What is being asked: Can you condense the paragraph in the Topliff Paine biography that begins "Paine enlisted in the Army in 1918" into a brief list that keeps its main facts?

Page excerpt:
========================================================================

Topliff Olin "Top" Paine (April 26, 1893 – April 30, 1922) was an American airmail and Army Air Corps pilot. Paine Field, an airport in Snohomish County, Washington, is named for him.

==Biography==
Paine was born on April 26, 1893, in Orwell, Ohio, to Everett M. Paine and Lucy Jane (Olin) Paine; Topliff was the youngest of three brothers. The Paine family moved to Everett, Washington, in 1903, and Topliff graduated from Everett High School in 1911. Paine attended the University of Washington for two years, majoring in civil engineering, and later worked as a park ranger for the United States Forest Service.

Paine enlisted in the Army in 1918, undergoing pilot training under the Air Corps and receiving a commission as a second lieutenant. After his discharge in 1919, Paine flew planes for various companies until joining the Air Mail Service in 1920. He and fellow aviator Ray Crozier were granted a license in 1919 to operate the self-described first commercial international mail and passenger air service in North America, between California and Baja California.

During his air mail career, Paine became nationally recognized for his accomplishments while flying through rugged terrain and snowstorms in the Rocky Mountains. From 1920 to 1922, Paine flew primarily out of Cheyenne, Wyoming, and Salt Lake City, Utah, for the Air Mail Service, becoming one of the top fliers in the Western Division. On April 30, 1922, Paine died of an accidental gunshot wound to the head sustained at his home in Salt Lake City.

In 1941, the Army Air Corps renamed the Snohomish County Airport in his honor. A bust of Paine was installed at the base's clubhouse in 1955, but later disappeared. A life-size statue of Paine was unveiled in 2019 at the airport's new passenger terminal.

========================================================================

Data:
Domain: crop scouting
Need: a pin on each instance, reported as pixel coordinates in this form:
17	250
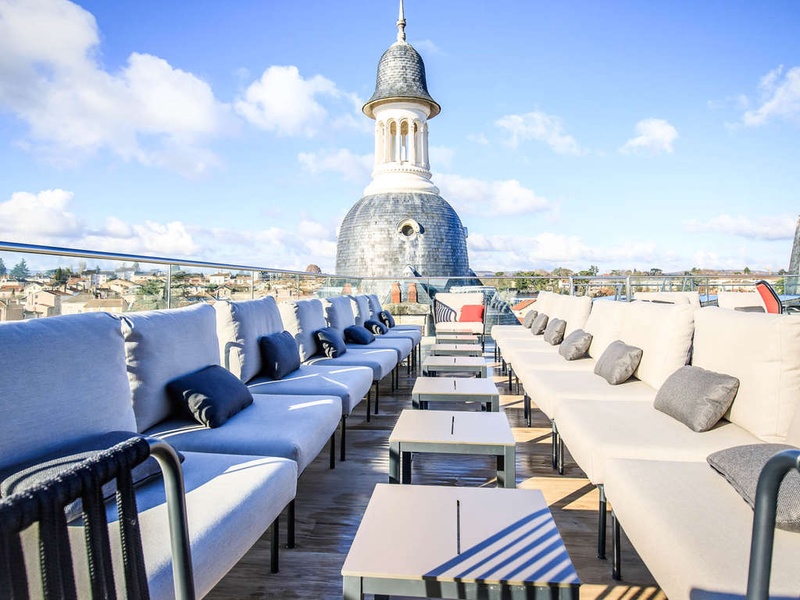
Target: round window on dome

========================================================================

Output of the exercise:
- Enlisted in the Army in 1918, trained as a pilot under the Air Corps, and was commissioned a second lieutenant.
- Was discharged in 1919 and then flew planes for various companies.
- Joined the Air Mail Service in 1920.
- In 1919, he and fellow aviator Ray Crozier were licensed to run what they called the first commercial international mail and passenger air service in North America, between California and Baja California.